_Выполните задания_
A. Изложите содержание отрывка о займах в двух предложениях.
B. Объясните по отрывку о займах, почему не следует брать в заем ни у друга, ни у врага. Ответ уложите в одно-два предложения.
C. Продолжите отрывок о займах, начав сразу после его последней фразы.

_Выбранный отрывок_
Брать в заем – начало лжи, случай к неблагодарности, вероломству, клятвопреступлению. Иное говорит, кто берет в заем, а иное, с кого требуют долг. «Лучше бы мне не встречаться тогда с тобою! Я бы нашел средства освободиться от нужды. Не насильно ли вложил ты мне деньги в руки? И золото твое было с подмесью меди, и монеты обрезаны». Ежели дающий в заем тебе друг, не берись за случай потерять его дружбу. Если он враг, не подчиняй себя человеку неприязненному. Недолго будешь украшаться чужим, а после потеряешь и отцовское наследие. Теперь ты беден, но свободен. А взяв в заем, и богатым не сделаешься, и свободы лишишься. Взявший в заем стал рабом заимодавца, рабом, наемником, который несет на себе самую тяжелую службу. Псы, получив кусок, делаются кроткими, а заимодавец раздражается по мере того, как берет; он не перестает лаять, но требует еще большего. Если клянешься: не верит, высматривает, что есть у тебя в доме, выведывает, что у тебя в долгах. Если выходишь из дома, влечет тебя к себе и грабит. Если скроешься у себя, стоит перед домом и стучит в двери, позорит тебя при жене, оскорбляет при друзьях, душит на площади. И праздник не весело тебе встретить, самую жизнь делает он для тебя несносной.

_Записи набора данных_
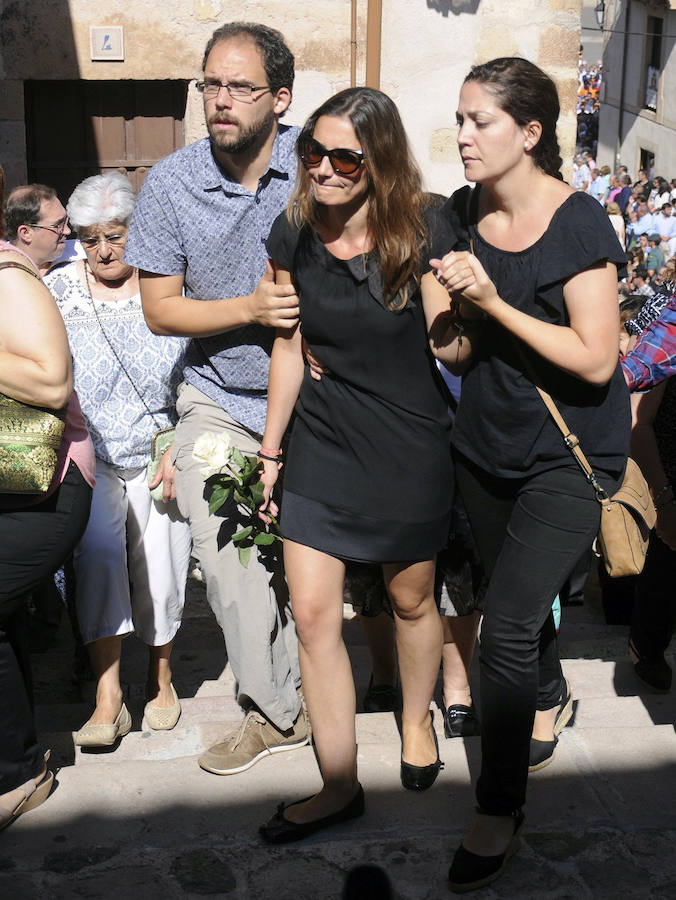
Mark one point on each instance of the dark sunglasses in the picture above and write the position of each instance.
(343, 161)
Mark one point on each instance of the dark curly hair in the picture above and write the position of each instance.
(278, 60)
(528, 94)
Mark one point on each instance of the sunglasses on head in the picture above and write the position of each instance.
(343, 161)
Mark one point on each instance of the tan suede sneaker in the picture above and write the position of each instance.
(255, 738)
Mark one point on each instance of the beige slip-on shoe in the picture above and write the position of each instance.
(163, 718)
(35, 792)
(91, 735)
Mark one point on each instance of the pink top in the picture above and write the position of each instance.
(76, 445)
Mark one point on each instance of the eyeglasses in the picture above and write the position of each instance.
(59, 228)
(343, 161)
(115, 240)
(241, 92)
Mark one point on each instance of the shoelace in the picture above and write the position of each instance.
(251, 716)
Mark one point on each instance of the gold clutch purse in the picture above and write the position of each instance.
(30, 437)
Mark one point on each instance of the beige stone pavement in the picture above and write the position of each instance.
(145, 822)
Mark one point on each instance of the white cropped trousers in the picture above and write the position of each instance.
(132, 562)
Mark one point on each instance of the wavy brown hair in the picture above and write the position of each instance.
(395, 195)
(2, 203)
(526, 93)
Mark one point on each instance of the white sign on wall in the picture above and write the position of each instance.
(106, 42)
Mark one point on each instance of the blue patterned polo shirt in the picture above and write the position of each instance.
(191, 219)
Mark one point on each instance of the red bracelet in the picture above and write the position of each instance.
(271, 452)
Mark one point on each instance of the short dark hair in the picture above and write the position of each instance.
(527, 94)
(277, 58)
(23, 206)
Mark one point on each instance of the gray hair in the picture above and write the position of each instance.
(101, 198)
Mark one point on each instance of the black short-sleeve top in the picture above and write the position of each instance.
(502, 424)
(373, 436)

_Результаты выполнения_
A. Брать в заем значит положить начало лжи и неблагодарности, а взявший в заем не разбогатеет, лишится свободы и станет рабом заимодавца. Заимодавец, получая, лишь раздражается и требует большего: он не верит клятвам, стучит в двери, позорит должника при жене и друзьях и делает саму его жизнь несносной.

B. Если дающий в заем друг, заем дает случай потерять его дружбу. Если он враг, взявший подчиняет себя неприязненному человеку.

C.
Но говоришь: «Нужда моя велика, и нет другого способа достать денег». – Какая же польза от того, что отдалишь нужду на нынешний день? Нищета опять к тебе придет, как прохожий (Притч. 24, 34), и та же нужда явится с новым приращением. Ибо заем не вовсе освобождает от затруднительного положения, но только отсрочивает его ненадолго. Вытерпим ныне тяготу бедности и не станем отлагать на завтра. Не взяв в заем, равно ты будешь беден и сегодня, и в следующие дни; а взяв, истощишь себя еще больше, потому что нищета возрастает от роста. Теперь никто не винит тебя за бедность, потому что зло не произвольно, а когда обяжешься платить рост, всякий станет упрекать тебя за безрассчетность.
Итак, к невольным бедствиям не будем по неразумию своему прилагать еще произвольного зла. Детскому разуму свойственно не покрывать своих нужд тем, что имеешь, но, вверившись неизвестным надеждам, отваживаться на явный и непререкаемый вред. Рассуди наперед: из чего станешь платить? Из тех ли денег, который берешь? Но их не достанет и на нужду, и на уплату. А если ты вычислишь и рост, то откуда у тебя до того размножатся деньги, что они частью удовлетворят твоей нужде, частью восполнят собой, что занято, а сверх того принесут и рост? Но ты отдашь долг не из тех денег, которые берешь в рост? Разве из другого источника возьмешь деньги? Подождем же исполнения этих надежд, а не станем, как рыбы, кидаться на приманку. Как они вместе с пищей глотают уду, так и мы ради денег пригвождаем себя к росту. Никакого нет стыда быть бедным; для чего же навлекаем на себя позор, входя в долги? Никто не лечит раны раной, не врачует зла злом; – и бедности не поправишь платой роста. Ты богат? Не занимай. Ты беден? Также не занимай. Если имеешь у себя достаток, то нет тебе нужды в долгах. А если ничего не имеешь у себя, то нечем будет тебе заплатить долга. Не предавай жизнь свою на позднее раскаяние, чтобы тебе не почитать счастливыми тех дней, в которые ты не платил еще роста.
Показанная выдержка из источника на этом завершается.